**Extrait**.
====================
Alors même si ce n’est pas voulu pour être autobiographique, je me reconnais dans cette histoire. Amic voulait faire un clip assez réaliste, avec des gens simples. Et en même temps, il a ce rapport poétique à la vie à la campagne, il voulait montrer cette sorte d’occitan « way of life » qu’il collecte depuis des années, que ce soit pour « Biais » sur France 3, ou tous les documents ethnographiques qu’il a produit depuis des années. C’est à la fois quelqu’un qui a réalisé des clips pour Aquaserge ou Admiral T, et qui a une connaissance encyclopédique de son propre territoire. En ce sens, on a des compétences complémentaires, mais une direction commune. On maîtrise notre bagage culturel, pour autant, on vit dans un présent qui nous plaît autant qu’il nous révolte ou nous échappe. Notre quotidien, c’est de la conjugaison. Comment on conjugue ce bagage culturel avec un temps présent qui a priori ne veut plus trop de nous ? Comment on lutte contre cet écrasement, sans à notre tour écraser l’autre ? C’est pour ça qu’on choisit une voie poétique. Avec la poésie on transforme un combat en danse, et on se faufile avec grâce là où l’autre attendait une réaction violente, ce fameux « repli identitaire » fantasmé par la France jacobine. On ne se replie pas sur nous-mêmes, on se déploie devant vous, et on vous invite à nous rejoindre.
Et puis au-delà de toute considération linguistique, la poésie est un échappatoire. On vit clairement une époque compliquée. Montrer autre chose, c’est nécessaire. Ça ne veut pas dire se détourner des luttes, au contraire. Je pense qu’on lutte contre le mortifère par le beau, le vivant. C’est pour ça que l’art existe.
4) Tu sembles d’ailleurs attacher une grande importance au visuel, à l’image et à la parole. Tu confirmes ? Les moyens d’expression, chez toi, sont visiblement multiples…
En effet ! Depuis tout petit je dessine, je fais des pochettes de disques qui n’existent pas ! J’ai fait du graffiti quand j’étais ado, et suivi des cours d’art au Lycée et à la fac. J’ai toujours eu un rapport à l’art assez « large ». Je pense que c’est pour ça que j’ai autant aimé le Hip Hop dès le départ. Depuis des années, je ne peux pas aborder un projet musical sans l’imaginer en visuel. Souvent quand je suis en studio en mix, je bosse sur les visuels en même temps. J’ai toujours besoin de faire plusieurs chose simultanément ! Pour ce premier album, j’avais besoin de me prouver en premier lieu que j’étais capable de mener à bien l’intégralité du projet. J’ai écrit, composé, interprété les morceaux, participé au mix, produit, conçu graphiquement les différentes versions, avec l’aide de photographes et d’une illustratrice américaine (Lauren Napolitano), fabriqué manuellement les CD…
Pour les clips, je m’investis aussi beaucoup. Surtout dans le montage, et je gère les versions « dérivées » (teasers et autres). J’ai appris beaucoup avec Amic depuis pas mal d’années. Je lui fais absolument confiance sur tout ce qui concerne l’image, la réalisation. En revanche dès que je peux faire les « petites mains », je prends le relais. C’est aussi pour ça que j’ai voulu qu’il y ait un rapport inattendu entre son et image dans le clip des alas. En général, les clips sont de plus en plus des faire-valoir visuels, presque parfois des publicités pour les morceaux. Et je ne voulais pas de ça. Je voulais que ma musique soit autant la bande son du film d’Amic, que son film un écho de mon morceau. C’est pour ça que j’ai fait un mix où parfois la musique disparait, le son du film prend le dessus. Il y a un aller-retour entre le son et l’image, comme c’est le cas dans ma démarche créative au quotidien. Des fois, j’écris des morceaux parce que j’ai commencé une pochette que je kiffe trop. Haha.
====================
**Données fournies**.
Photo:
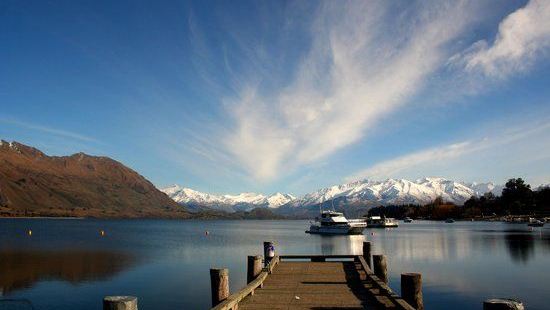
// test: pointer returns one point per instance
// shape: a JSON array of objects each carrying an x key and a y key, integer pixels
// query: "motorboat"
[
  {"x": 335, "y": 223},
  {"x": 535, "y": 223},
  {"x": 381, "y": 222}
]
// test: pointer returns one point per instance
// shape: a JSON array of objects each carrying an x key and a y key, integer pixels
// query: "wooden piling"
[
  {"x": 254, "y": 267},
  {"x": 120, "y": 303},
  {"x": 219, "y": 283},
  {"x": 367, "y": 253},
  {"x": 269, "y": 252},
  {"x": 411, "y": 289},
  {"x": 502, "y": 304},
  {"x": 380, "y": 266}
]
====================
**Consignes**.
(a) D'après l'entretien, quelle illustratrice américaine a aidé à concevoir les visuels du premier album ?
(b) Reprends l'entretien après sa dernière phrase et écris la suite.
Les lignes ne servent à rien pour ce travail.

**Réponses par tâche**.
(a) Lauren Napolitano.

(b)
Il faut aussi dire que je déteste les objets uniquement utilitaires. Par exemple, les flyers. Je ne supporte pas ça. Les CD promo, pareil. Depuis longtemps je me dis : tant qu’à sortir un objet, autant qu’il ait sa propre valeur artistique. C’est pour ça que j’ai monté mon label aussi, pour pouvoir faire ce que je veux, et souvent ce que je veux n’obéit pas du tout à une logique économique, mais à une nécessité artistique. Pantais Clus va sortir en vinyle aux Etats Unis chez Fake Four, on a la même vision des choses. La version vinyle a une pochette, et des visuels qui lui sont propres. Le CD a des morceaux en plus, et un univers visuel qui lui est propre aussi, et la cassette a aussi son identité. Chaque objet est différent. Ce n’est pas une simple déclinaison. J’ai envie que tout ça soit généreux. Que quand tu l’as dans les mains, tu découvres plein de détails. Je fais attention à tout,non pas par stratégie, mais parce que je suis petit fils d’artisans, de gens qui travaillaient avec leurs mains, qui ont construit des maisons, des meubles. Le rap est un monde de savoir-faire. Celui des mots, du beatmaking, du son; moi j’y ajoute celui des images, des lettres et des objets…
5) Ton son est hybride, dépaysant de par, évidemment, la présence de l’Occitan dans le chant. Penses-tu détenir un style bien à toi et d’où te vient cette propension à marier les genres et ambiances ?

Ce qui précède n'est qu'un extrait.